ЗАДАНИЯ:
• A. Определите, согласуются ли с исходным текстом утверждения (i) «В тексте упоминается раут у токийского губернатора», (ii) «Текст датирован 1 января 1882 года» и (iii) «Пляска корейского льва названа уличным представлением». Для каждого ответьте «да» или «нет» и точно процитируйте решающие слова исходного текста.
• B. Перенесите целиком все записи начиная со строки, где стоит "TARGET = black outer ring of dartboard", и вниз до конца записей, включая обе границы, и прибавьте 5 к каждой координате в ответах. Изображения в ответ не включайте.

ИСХОДНЫЙ ТЕКСТ:
»»
Наш русский Новый год в Токио. - Общий вид города с высоты. Магазин Микавай и его художественные бронзы и ницки (японские брелоки) - Сибайя, национальной театр в Токио. - Общественное положение актеров. - Театральный оркестр. - Хораги и их обязанности. - Суфлеры и осветители актеров. - Драма "Жертва школьного учителя". - Как выражает публика свое одобрение актерам. - Достоинства и недостатки их игры. - Пути, задачи и мотивы японской драмы. - Ее воспитательное значение. - "Верный Союз" или "История о сорока семи ронинах", как образчик японской драмы и беллетристики - Прогулка на Атага-яму. - Пляска корейского льва, уличное представление. - Идеальные залпы и ученье яюнской пехоты. - Раут у токийского губернатора во дворце Энро-Кван. - Домашний спектакль и его программа. - Европа в даровом буфете. - Танцы для европейской публики. - Иокогамские кавалеры и дамы. - Японские дамы из общества. - Порядок танцев по-английски.

  
   1-го января 1881 года.
««
[Записи с расстановкой точек]
»»
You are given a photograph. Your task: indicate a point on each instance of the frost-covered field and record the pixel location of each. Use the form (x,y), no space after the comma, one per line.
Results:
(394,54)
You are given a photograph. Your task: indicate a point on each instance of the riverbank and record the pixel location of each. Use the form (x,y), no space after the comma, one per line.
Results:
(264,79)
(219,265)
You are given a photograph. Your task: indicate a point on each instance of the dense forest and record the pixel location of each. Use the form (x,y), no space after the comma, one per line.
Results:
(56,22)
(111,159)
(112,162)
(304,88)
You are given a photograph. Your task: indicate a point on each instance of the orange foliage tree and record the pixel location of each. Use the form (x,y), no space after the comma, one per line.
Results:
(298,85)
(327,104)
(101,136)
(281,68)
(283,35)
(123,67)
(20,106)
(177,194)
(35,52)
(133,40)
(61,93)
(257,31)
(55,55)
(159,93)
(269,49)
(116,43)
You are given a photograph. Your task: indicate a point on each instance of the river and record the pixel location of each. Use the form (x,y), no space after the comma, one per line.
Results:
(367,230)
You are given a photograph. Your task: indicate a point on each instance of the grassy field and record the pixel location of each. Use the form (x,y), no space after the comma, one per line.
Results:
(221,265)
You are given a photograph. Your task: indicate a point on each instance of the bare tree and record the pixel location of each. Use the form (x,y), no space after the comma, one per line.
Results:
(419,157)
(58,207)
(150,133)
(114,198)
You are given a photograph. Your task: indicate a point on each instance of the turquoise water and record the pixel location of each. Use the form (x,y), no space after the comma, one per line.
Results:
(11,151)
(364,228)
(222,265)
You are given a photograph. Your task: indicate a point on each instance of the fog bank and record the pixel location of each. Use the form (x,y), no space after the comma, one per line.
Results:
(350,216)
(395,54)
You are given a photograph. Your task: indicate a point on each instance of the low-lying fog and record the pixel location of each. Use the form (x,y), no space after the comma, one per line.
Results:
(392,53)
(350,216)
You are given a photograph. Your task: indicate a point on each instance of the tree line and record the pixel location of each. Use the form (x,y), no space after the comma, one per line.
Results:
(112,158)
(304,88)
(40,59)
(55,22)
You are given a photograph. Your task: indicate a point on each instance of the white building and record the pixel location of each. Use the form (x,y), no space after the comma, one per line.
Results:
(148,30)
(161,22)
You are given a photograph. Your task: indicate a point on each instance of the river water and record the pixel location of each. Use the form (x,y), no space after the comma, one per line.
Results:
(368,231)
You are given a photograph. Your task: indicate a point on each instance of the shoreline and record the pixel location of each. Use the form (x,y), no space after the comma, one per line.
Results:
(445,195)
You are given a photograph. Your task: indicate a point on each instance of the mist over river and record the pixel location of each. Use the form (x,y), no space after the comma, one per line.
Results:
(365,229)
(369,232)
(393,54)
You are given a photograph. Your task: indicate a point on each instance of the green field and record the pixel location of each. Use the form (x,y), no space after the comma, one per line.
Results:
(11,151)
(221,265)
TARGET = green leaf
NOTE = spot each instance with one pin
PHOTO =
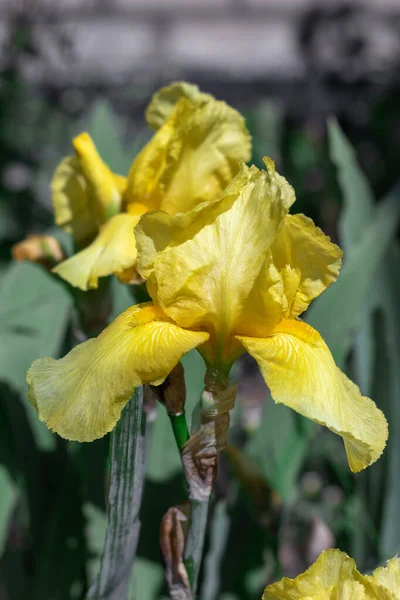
(358, 198)
(147, 580)
(105, 128)
(34, 315)
(338, 314)
(125, 496)
(8, 496)
(376, 355)
(280, 445)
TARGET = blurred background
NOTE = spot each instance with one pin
(284, 492)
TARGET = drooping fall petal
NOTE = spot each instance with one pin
(332, 576)
(307, 261)
(191, 158)
(112, 251)
(202, 267)
(81, 396)
(105, 187)
(164, 100)
(385, 581)
(301, 373)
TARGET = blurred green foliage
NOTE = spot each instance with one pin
(288, 476)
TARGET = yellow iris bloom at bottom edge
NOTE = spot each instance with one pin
(334, 576)
(230, 276)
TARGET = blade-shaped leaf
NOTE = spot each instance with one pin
(8, 498)
(34, 315)
(338, 314)
(125, 495)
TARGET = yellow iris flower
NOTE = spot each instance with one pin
(334, 576)
(85, 192)
(196, 150)
(229, 276)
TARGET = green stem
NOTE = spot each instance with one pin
(195, 539)
(124, 502)
(180, 429)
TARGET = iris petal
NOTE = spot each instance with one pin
(307, 261)
(112, 251)
(81, 396)
(203, 266)
(301, 373)
(333, 575)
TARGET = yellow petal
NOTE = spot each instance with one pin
(163, 101)
(84, 191)
(105, 187)
(202, 266)
(191, 158)
(385, 581)
(301, 373)
(70, 198)
(113, 251)
(81, 396)
(332, 573)
(307, 261)
(144, 185)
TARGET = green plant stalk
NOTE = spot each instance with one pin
(200, 462)
(180, 429)
(125, 496)
(195, 539)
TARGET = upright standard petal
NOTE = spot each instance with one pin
(307, 260)
(333, 575)
(191, 158)
(84, 191)
(113, 251)
(81, 396)
(202, 267)
(70, 198)
(301, 373)
(163, 101)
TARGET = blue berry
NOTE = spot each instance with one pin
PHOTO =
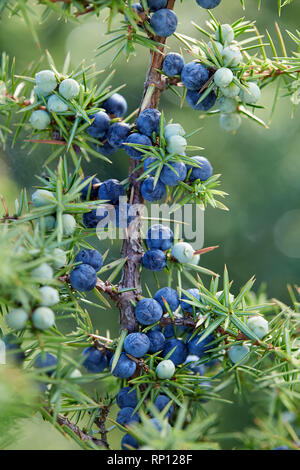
(83, 278)
(164, 22)
(208, 4)
(155, 5)
(91, 257)
(197, 348)
(184, 305)
(94, 360)
(111, 190)
(180, 353)
(91, 219)
(148, 311)
(173, 64)
(148, 122)
(88, 189)
(139, 139)
(125, 367)
(99, 126)
(157, 341)
(151, 193)
(170, 296)
(193, 97)
(117, 134)
(46, 360)
(127, 397)
(137, 344)
(159, 237)
(161, 402)
(116, 104)
(129, 441)
(155, 260)
(126, 416)
(171, 177)
(194, 76)
(201, 173)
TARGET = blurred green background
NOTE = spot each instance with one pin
(260, 168)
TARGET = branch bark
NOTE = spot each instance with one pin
(132, 245)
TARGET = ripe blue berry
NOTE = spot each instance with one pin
(172, 176)
(164, 22)
(83, 278)
(208, 102)
(180, 353)
(116, 104)
(170, 296)
(126, 416)
(127, 397)
(46, 360)
(161, 402)
(157, 341)
(184, 305)
(148, 122)
(208, 4)
(154, 260)
(91, 257)
(159, 237)
(92, 219)
(137, 344)
(139, 139)
(197, 348)
(99, 126)
(117, 134)
(201, 173)
(69, 88)
(173, 64)
(124, 368)
(151, 193)
(148, 311)
(111, 190)
(129, 441)
(90, 190)
(94, 360)
(194, 76)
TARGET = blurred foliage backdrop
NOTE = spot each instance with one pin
(260, 235)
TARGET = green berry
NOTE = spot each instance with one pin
(39, 119)
(165, 369)
(49, 296)
(16, 318)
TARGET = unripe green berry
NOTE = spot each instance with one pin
(42, 197)
(43, 318)
(16, 318)
(49, 296)
(69, 88)
(230, 122)
(56, 104)
(237, 353)
(173, 129)
(42, 273)
(227, 34)
(230, 91)
(59, 258)
(69, 224)
(227, 105)
(177, 144)
(258, 325)
(251, 95)
(183, 252)
(165, 369)
(46, 81)
(39, 119)
(223, 77)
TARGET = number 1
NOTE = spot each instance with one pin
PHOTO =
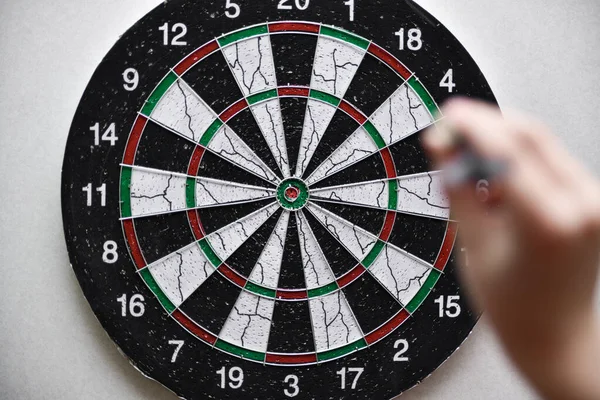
(350, 3)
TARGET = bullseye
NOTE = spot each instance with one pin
(292, 194)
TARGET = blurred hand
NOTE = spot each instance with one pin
(533, 252)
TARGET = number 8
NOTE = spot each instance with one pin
(110, 255)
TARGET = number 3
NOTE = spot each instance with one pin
(236, 9)
(291, 380)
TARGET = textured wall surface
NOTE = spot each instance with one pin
(538, 55)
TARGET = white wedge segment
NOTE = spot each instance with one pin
(183, 111)
(424, 194)
(228, 145)
(251, 61)
(317, 271)
(372, 194)
(357, 147)
(269, 119)
(401, 275)
(317, 119)
(266, 270)
(401, 115)
(156, 193)
(180, 274)
(249, 322)
(227, 240)
(356, 240)
(334, 324)
(335, 65)
(211, 192)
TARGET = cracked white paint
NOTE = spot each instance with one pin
(228, 239)
(228, 145)
(372, 194)
(356, 240)
(269, 119)
(249, 322)
(423, 194)
(251, 61)
(153, 192)
(317, 119)
(211, 192)
(317, 271)
(266, 270)
(357, 147)
(181, 273)
(401, 275)
(401, 115)
(335, 65)
(333, 323)
(182, 110)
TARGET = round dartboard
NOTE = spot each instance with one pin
(247, 204)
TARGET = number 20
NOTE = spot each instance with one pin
(300, 5)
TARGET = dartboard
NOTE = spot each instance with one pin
(247, 204)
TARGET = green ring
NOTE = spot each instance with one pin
(300, 201)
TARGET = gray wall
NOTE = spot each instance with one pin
(539, 55)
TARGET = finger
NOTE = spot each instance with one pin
(546, 148)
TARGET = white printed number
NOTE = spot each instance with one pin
(449, 308)
(482, 190)
(178, 345)
(232, 10)
(350, 4)
(136, 305)
(109, 135)
(300, 5)
(294, 389)
(410, 39)
(346, 371)
(235, 375)
(402, 345)
(448, 81)
(131, 78)
(178, 29)
(110, 255)
(88, 189)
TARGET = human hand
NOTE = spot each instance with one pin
(533, 250)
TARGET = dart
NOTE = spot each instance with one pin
(251, 213)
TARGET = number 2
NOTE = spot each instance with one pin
(403, 345)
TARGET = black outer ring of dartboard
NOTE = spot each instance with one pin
(86, 229)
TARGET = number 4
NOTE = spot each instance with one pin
(450, 308)
(448, 81)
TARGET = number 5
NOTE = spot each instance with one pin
(236, 9)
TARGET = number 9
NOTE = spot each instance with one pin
(131, 78)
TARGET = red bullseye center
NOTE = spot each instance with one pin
(292, 193)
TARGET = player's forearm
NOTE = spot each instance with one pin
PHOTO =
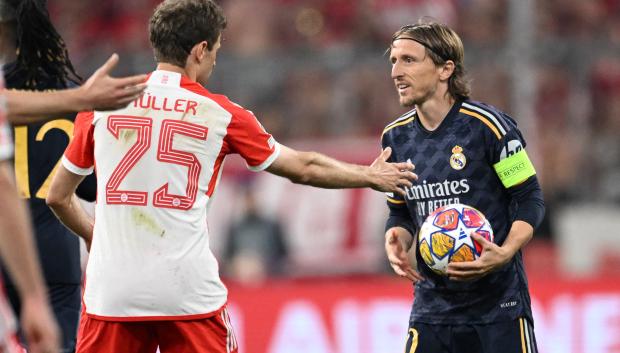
(520, 234)
(322, 171)
(29, 106)
(70, 212)
(16, 241)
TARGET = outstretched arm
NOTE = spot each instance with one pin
(18, 252)
(312, 168)
(99, 92)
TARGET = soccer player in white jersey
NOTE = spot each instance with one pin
(151, 278)
(16, 241)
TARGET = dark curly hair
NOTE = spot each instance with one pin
(41, 52)
(442, 44)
««
ОТВЕТЫ К ЗАДАНИЯМ:
• A.
(i) Да: «Раут у токийского губернатора во дворце Энро-Кван».
(ii) Нет: «1-го января 1881 года».
(iii) Да: «Пляска корейского льва, уличное представление».

• B.
TARGET = black outer ring of dartboard
NOTE = spot each instance with one pin
(91, 234)
TARGET = number 4
NOTE = spot each instance with one pin
(455, 313)
(453, 86)
TARGET = number 5
NOTE = spot each instance with one pin
(241, 14)
TARGET = number 9
NOTE = spot each instance with one pin
(136, 83)
TARGET = red bullseye center
NOTE = spot each instance with one pin
(297, 198)
TARGET = player's forearm
NOTE = spot each instance with one pin
PHOTO =
(525, 239)
(327, 176)
(34, 111)
(75, 217)
(21, 246)
TARGET = outstretched arm
NOTE = spot each instance with one pin
(23, 257)
(317, 173)
(104, 97)
TARGET = soccer player in white jersey
NOTE = spot each instance with one pin
(156, 283)
(21, 246)
TARGET = dark curly hair
NOTE = spot each instance with one pin
(46, 57)
(447, 49)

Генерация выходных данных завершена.